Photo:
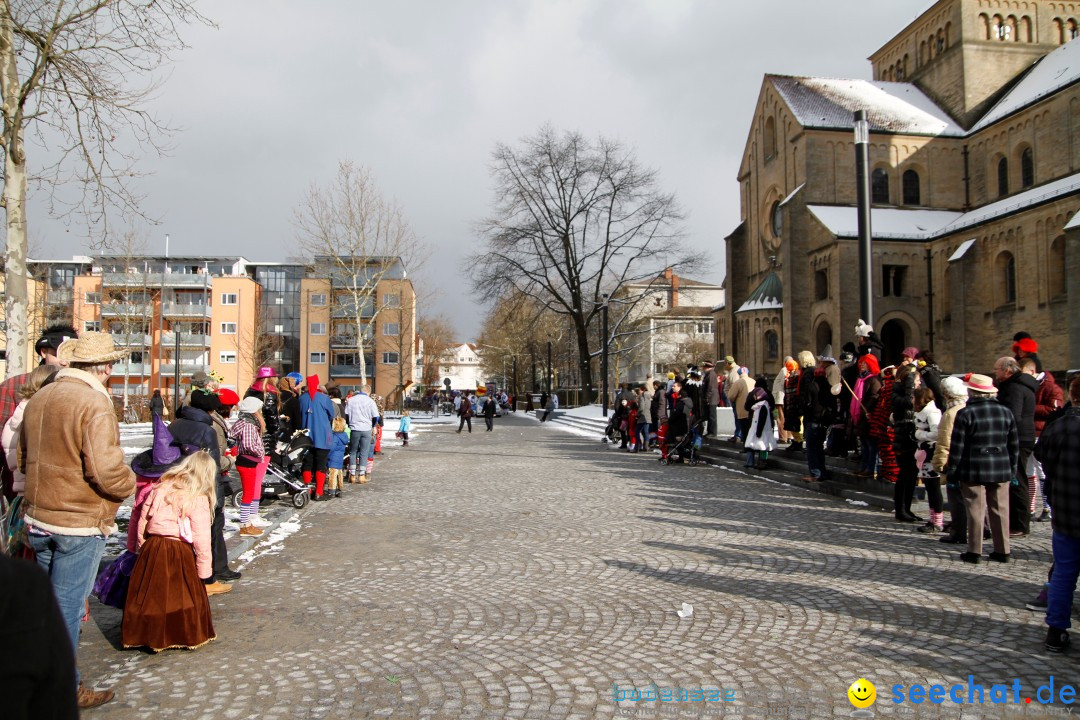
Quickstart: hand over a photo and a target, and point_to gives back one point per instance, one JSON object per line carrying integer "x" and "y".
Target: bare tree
{"x": 359, "y": 238}
{"x": 575, "y": 219}
{"x": 67, "y": 75}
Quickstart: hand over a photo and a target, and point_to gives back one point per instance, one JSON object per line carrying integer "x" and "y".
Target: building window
{"x": 892, "y": 280}
{"x": 879, "y": 187}
{"x": 770, "y": 138}
{"x": 910, "y": 182}
{"x": 1007, "y": 277}
{"x": 1026, "y": 168}
{"x": 821, "y": 285}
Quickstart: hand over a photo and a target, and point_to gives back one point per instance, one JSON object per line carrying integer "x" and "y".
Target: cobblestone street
{"x": 532, "y": 573}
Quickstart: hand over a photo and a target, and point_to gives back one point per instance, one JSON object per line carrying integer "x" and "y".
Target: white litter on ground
{"x": 271, "y": 545}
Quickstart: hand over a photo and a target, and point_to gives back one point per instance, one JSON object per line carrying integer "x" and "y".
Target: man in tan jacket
{"x": 76, "y": 477}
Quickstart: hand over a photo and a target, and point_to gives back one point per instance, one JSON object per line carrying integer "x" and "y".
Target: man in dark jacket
{"x": 982, "y": 458}
{"x": 1058, "y": 450}
{"x": 1016, "y": 392}
{"x": 712, "y": 396}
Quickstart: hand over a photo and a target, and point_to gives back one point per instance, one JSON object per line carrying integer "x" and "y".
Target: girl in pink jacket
{"x": 166, "y": 603}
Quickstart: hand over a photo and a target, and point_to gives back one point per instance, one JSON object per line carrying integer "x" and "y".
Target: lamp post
{"x": 863, "y": 187}
{"x": 604, "y": 341}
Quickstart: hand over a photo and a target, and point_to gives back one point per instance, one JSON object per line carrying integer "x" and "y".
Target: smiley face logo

## [Exercise prompt]
Copy every record above exactly, leaving out the pictures.

## [Solution below]
Photo:
Quickstart: hand over a photo and a target, and point_to gives back one point per instance, one JSON object per line carrying integer "x" and "y".
Target: bare tree
{"x": 359, "y": 238}
{"x": 575, "y": 219}
{"x": 67, "y": 75}
Quickstart: hand over a photo and a target, and point_to gives back one point per instance, one JSON object per line carrying integer "x" and "y".
Target: building window
{"x": 892, "y": 280}
{"x": 879, "y": 187}
{"x": 770, "y": 138}
{"x": 910, "y": 182}
{"x": 1007, "y": 277}
{"x": 1026, "y": 168}
{"x": 821, "y": 285}
Quickstart: hand over a photo and a target, and point_to gives back one point per instance, one JSON object per line carrying integer "x" and "y".
Target: cobblestone street
{"x": 532, "y": 573}
Quickstart: hand over a photo and a target, and point_to gives back one point per instance, one JSON object per line carrying integer "x" and "y".
Target: white litter on ground
{"x": 271, "y": 545}
Quickstart: hand over a photo and a target, and point_to gives back one point per instance, one JSON object per line carrying integer "x" and "y".
Target: man in tan jacket
{"x": 76, "y": 477}
Quickstart: hand over a photo and a target, and point_to gives back one point per instance, one JSON object per line carrying integer "x" and "y".
Target: man in dark jacket
{"x": 982, "y": 458}
{"x": 1058, "y": 450}
{"x": 1016, "y": 392}
{"x": 712, "y": 396}
Quickstart: hand over a photo and a target, and point_to gives back one point per instance, one JSON object per line carrying integer "x" and "y".
Target: girl in pink jacket
{"x": 166, "y": 603}
Quickstart: hand over a photo and a target, and point_to gives back one point per instance, one JSON object per line carrying integer "x" and "y".
Target: lamp post
{"x": 863, "y": 187}
{"x": 604, "y": 341}
Quickstart: hand over a photo and a target, and point_to gives back one point per instance, one JSON object per line carrying integer "x" and "y".
Target: smiley face logo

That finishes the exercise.